#### Exercise instructions:
How many lines in the records below contain the string "catamaran"? Count only matches with the same case, and reply with the number alone.

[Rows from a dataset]

+++

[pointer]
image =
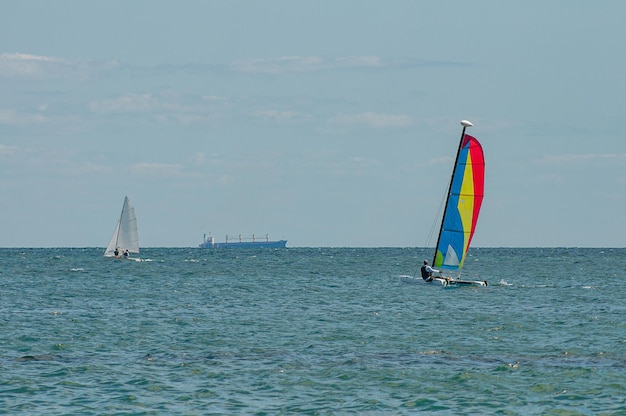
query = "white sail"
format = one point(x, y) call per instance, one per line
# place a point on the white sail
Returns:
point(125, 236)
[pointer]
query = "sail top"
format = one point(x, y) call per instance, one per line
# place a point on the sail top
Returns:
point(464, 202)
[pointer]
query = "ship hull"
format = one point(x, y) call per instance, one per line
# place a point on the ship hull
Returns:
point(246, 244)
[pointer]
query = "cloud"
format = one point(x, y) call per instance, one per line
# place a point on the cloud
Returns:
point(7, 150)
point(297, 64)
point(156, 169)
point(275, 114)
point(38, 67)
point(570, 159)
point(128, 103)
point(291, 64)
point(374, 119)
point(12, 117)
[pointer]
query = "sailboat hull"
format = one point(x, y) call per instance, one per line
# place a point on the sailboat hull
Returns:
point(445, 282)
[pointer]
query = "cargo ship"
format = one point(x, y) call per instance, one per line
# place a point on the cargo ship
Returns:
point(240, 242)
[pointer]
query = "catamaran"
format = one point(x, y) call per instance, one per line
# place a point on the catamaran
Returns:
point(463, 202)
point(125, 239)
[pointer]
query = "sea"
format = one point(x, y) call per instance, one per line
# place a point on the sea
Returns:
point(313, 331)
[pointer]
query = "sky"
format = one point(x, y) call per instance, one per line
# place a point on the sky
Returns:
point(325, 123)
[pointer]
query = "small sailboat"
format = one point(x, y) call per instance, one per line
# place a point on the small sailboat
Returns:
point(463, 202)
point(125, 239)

+++

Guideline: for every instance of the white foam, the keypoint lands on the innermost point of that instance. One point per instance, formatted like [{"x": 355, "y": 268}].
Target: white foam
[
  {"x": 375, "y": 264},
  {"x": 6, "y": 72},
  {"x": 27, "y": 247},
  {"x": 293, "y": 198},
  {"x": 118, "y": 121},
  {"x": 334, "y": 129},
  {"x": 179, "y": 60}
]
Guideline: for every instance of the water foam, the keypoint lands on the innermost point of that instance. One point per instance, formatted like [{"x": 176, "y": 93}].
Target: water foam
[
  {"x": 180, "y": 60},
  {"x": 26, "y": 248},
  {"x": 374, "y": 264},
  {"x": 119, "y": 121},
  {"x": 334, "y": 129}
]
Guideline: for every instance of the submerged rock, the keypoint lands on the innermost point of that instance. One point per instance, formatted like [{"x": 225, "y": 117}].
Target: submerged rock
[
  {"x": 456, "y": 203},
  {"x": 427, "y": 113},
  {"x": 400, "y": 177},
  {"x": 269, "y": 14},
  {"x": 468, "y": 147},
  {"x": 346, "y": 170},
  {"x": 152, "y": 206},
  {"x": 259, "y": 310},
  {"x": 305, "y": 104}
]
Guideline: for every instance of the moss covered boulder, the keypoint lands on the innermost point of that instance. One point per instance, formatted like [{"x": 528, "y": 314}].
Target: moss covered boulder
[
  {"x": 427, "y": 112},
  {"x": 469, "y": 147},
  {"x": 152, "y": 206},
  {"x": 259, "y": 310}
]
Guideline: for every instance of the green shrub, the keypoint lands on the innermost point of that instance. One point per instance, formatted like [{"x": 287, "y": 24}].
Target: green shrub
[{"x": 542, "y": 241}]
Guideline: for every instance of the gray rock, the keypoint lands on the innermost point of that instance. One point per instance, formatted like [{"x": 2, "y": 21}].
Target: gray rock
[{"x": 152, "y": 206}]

+++

#### Solved problem:
2